**Try it**
Could you print the passage of the Argentina hunting text from "WITH EVENING FAST" up to and including "this for hours.", word for word?

**Provided text**
══════

Done Unto Others

Agustín Bustos in his element; in the fading light of the delta marsh, the quiet descends, and a man and his dog wait for the ducks to do the same. (photography by Brian Grossenbacher)

To Argentina, for ducks and doves and perdiz and a timeless sense of wonder.

[by Reid Bryant]

WITH EVENING FAST DESCENDING, the sunlight merges with the water, turning Jimmy and Rooster into hunters in two dimensions. Shape disperses into the shadow of the blind, with Jimmy’s rising cigarette smoke the only movement. Somewhere, Jackie the dog whines. The delta marsh is still. The sheen of water on flooded field spreads toward the horizon.

Inside the trees, Agustín Bustos is propped on an elbow, watching. He can do this for hours.

I can’t. I want back into the blind, to swing on more ducks before the day completely fades. My days, measured in singles, are growing short here in Argentina. My ducks are measured in tens, and I shouldn’t need more. It was my poor shooting, after all, that got me ejected from the round-robin in the blind, and I’m taking my turn in the on-deck circle while Jimmy and Rooster wait for birds. Relegated to this place beneath the trees, I watch Agustín.

Tree ducks come in high in the low fading light. Jackie whines. Oscar holds her collar and whistles through broken teeth. You can hear the wing-beats above, feel the push from a score of birds in their swing. Jimmy and Rooster, hat brims tucked, roll their eyes skyward, but don’t move. They follow the birds by sight, then by feel, the duck shooter’s telepathy. The tree ducks swing nearer. The boys in the blind, urged on by Jackie, rise and mount their guns, flaring the flock.

══════

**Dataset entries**
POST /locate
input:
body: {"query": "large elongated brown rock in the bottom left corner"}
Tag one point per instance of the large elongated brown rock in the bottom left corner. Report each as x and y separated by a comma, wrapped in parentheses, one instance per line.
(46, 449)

══════

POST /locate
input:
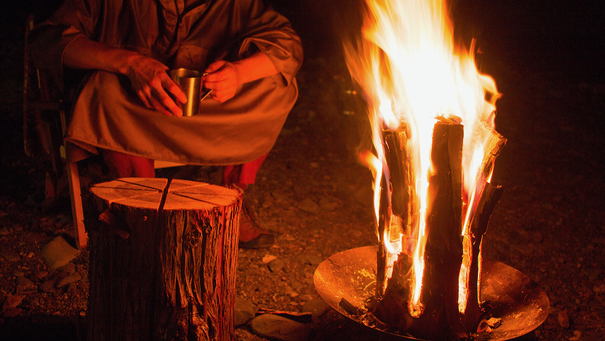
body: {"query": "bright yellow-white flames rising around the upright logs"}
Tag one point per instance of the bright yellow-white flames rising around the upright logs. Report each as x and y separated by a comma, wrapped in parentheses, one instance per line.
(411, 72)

══════

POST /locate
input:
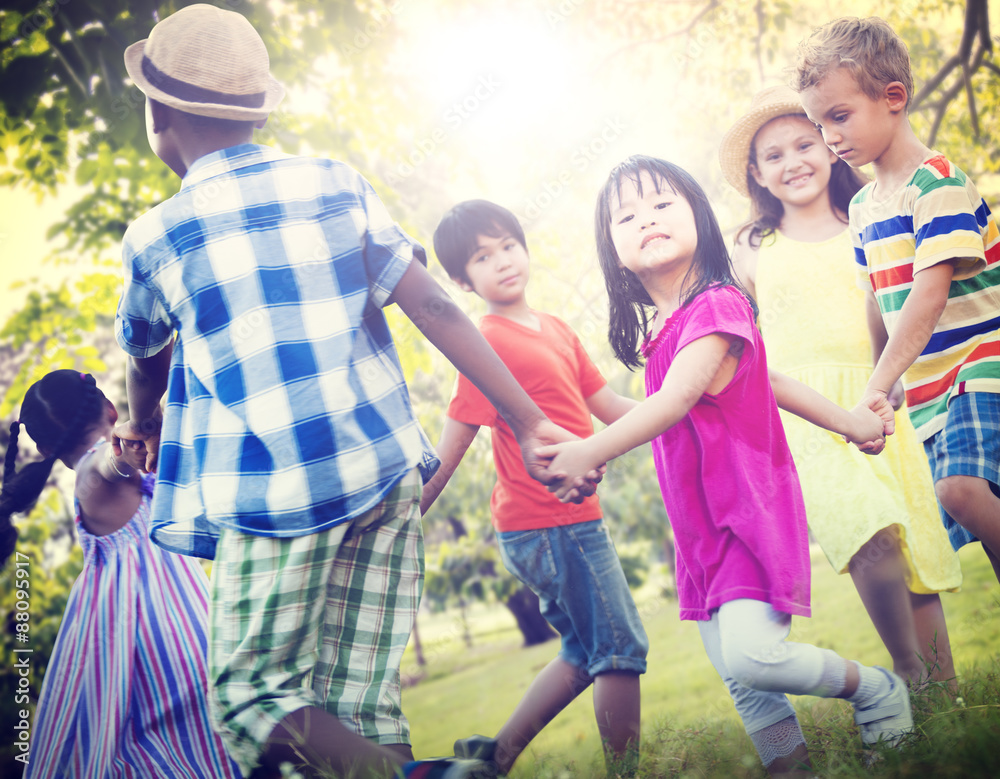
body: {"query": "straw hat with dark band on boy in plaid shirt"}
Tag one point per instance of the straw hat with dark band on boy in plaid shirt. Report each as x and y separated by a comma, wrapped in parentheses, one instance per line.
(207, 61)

══════

**Output for this task**
WITH EVENING FAST DESCENDING, the sunlight merges with the water, turning Jimmy and Rooster into hunters in two dimensions. Shape disperses into the shadow of the blind, with Jimmy’s rising cigarette smoke the only movement. Somewhere, Jackie the dog whines. The delta marsh is still. The sheen of water on flooded field spreads toward the horizon.

Inside the trees, Agustín Bustos is propped on an elbow, watching. He can do this for hours.